The task:
Find every line in the records that holds the string "Please". Copy each one.

[Task material — start]

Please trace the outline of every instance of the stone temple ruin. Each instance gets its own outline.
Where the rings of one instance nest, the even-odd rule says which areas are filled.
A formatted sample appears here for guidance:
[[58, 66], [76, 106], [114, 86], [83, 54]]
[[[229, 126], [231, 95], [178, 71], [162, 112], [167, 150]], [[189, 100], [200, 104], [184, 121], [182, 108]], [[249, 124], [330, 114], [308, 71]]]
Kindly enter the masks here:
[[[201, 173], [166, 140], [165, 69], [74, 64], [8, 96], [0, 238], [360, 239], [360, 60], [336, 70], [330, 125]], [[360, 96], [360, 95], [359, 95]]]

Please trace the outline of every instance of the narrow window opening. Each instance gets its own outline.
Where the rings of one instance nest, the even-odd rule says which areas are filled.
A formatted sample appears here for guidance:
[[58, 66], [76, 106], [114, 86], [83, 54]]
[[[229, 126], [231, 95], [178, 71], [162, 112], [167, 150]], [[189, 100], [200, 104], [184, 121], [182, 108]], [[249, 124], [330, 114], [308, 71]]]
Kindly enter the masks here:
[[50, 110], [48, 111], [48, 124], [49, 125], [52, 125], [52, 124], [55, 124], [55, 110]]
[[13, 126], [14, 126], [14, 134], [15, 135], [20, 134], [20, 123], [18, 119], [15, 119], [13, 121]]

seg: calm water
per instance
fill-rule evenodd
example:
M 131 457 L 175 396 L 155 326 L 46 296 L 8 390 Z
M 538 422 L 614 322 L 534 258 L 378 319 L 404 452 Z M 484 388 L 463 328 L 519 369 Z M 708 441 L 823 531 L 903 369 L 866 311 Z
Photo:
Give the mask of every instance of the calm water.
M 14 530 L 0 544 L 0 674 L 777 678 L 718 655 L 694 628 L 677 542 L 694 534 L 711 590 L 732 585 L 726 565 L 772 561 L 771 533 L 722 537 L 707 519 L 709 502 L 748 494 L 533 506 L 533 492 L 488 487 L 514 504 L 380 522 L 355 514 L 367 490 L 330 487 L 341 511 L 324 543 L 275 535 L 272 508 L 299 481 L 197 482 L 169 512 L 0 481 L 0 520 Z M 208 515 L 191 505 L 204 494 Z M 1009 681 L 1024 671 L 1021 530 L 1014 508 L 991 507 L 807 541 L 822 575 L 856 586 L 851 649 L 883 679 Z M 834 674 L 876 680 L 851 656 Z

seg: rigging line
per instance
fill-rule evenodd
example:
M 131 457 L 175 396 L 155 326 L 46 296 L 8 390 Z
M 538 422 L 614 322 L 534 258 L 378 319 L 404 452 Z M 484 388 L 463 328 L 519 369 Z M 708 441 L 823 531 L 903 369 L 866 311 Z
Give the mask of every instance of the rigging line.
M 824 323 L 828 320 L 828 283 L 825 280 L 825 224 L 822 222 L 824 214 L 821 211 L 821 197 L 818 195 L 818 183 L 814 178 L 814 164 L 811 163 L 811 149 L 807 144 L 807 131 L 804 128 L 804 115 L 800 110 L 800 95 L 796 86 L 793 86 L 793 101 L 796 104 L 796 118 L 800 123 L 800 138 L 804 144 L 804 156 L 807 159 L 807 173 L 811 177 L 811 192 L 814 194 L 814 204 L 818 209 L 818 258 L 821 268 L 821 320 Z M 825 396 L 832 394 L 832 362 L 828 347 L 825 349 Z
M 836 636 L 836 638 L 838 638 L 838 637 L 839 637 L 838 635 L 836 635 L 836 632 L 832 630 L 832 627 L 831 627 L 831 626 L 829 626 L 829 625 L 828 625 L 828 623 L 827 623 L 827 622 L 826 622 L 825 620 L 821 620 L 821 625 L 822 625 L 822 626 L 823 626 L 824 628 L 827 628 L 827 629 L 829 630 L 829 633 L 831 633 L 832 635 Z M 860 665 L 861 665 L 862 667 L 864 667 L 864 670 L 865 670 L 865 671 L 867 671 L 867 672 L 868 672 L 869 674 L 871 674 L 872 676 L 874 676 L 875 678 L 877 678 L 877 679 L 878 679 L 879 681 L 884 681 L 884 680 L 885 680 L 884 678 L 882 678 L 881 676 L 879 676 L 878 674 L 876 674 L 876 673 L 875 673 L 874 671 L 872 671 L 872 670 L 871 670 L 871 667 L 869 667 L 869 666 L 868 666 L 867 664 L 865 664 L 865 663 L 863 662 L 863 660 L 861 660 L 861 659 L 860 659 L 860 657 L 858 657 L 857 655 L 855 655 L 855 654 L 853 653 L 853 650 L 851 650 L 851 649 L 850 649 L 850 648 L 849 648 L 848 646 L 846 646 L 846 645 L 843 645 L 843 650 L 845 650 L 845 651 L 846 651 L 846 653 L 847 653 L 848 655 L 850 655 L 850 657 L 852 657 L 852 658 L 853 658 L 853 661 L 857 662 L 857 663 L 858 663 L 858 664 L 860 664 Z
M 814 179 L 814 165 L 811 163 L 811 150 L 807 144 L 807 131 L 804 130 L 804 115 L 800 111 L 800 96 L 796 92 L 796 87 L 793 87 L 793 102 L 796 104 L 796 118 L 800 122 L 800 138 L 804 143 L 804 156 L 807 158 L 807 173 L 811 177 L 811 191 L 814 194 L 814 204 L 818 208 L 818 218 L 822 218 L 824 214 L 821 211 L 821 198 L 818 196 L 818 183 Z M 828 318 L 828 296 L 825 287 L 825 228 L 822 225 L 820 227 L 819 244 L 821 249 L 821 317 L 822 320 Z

[Task material — finish]

Task result:
Please trace the outline of every instance of the stone temple ruin. Each instance gets its own outline.
Please trace the outline of every instance of the narrow window opening. Each instance gets its own outline.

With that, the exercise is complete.